Transcribe the part of the model serving page that runs from "The Model Serving" up to and including "scalability and reliability.".

• Document segment
________________
Model Serving

Independent model serving system providing RESTful API endpoints for CTR prediction models, supporting multiple model types and scalable deployment.

System Overview
Architecture
Core Components
1. ModelService Class
2. API Route Design
API Specification
Model Management
1. Supported Model Types
  1. Logistic Regression Model
  2. Wide & Deep Model
2. Model Loading Mechanism
Deployment & Startup
1. Automatic Startup Integration
2. Manual Startup
  1. Using Startup Script
  2. Direct API Call
Performance Optimization
1. Concurrent Processing
  1. Multi-threading Support
  2. Batch Prediction Optimization
2. Memory Management
  1. Model Caching
  2. Memory Monitoring
Monitoring & Operations
1. Health Check
  1. Service Health Check
  2. Model Health Check
2. Error Handling
  1. Exception Handling
  2. Degradation Strategy
Troubleshooting
1. Common Issues
2. Debugging Tools
  1. Debug Mode
  2. Logging Level
Best Practices
Configuration Reference
Summary

System Overview

Purpose

The Model Serving system provides a complete CTR prediction capability with an independent process architecture, separating model inference from the main application for better scalability and reliability.
________________
• Data lines
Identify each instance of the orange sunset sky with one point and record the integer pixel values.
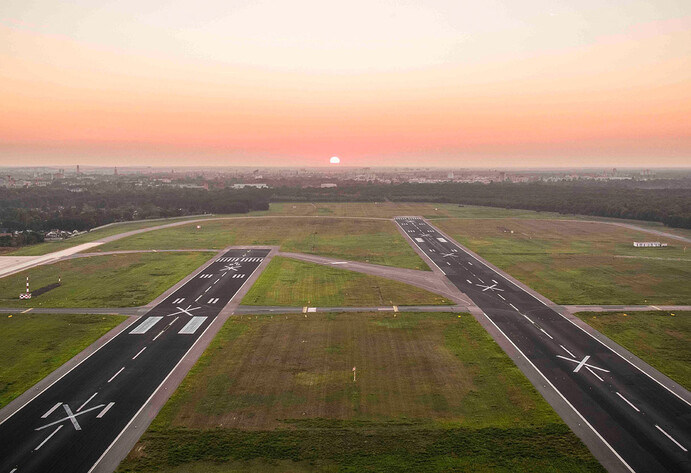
________________
• Written answer
The Model Serving system provides a complete CTR prediction capability with an independent process architecture, separating model inference from the main application for better scalability and reliability.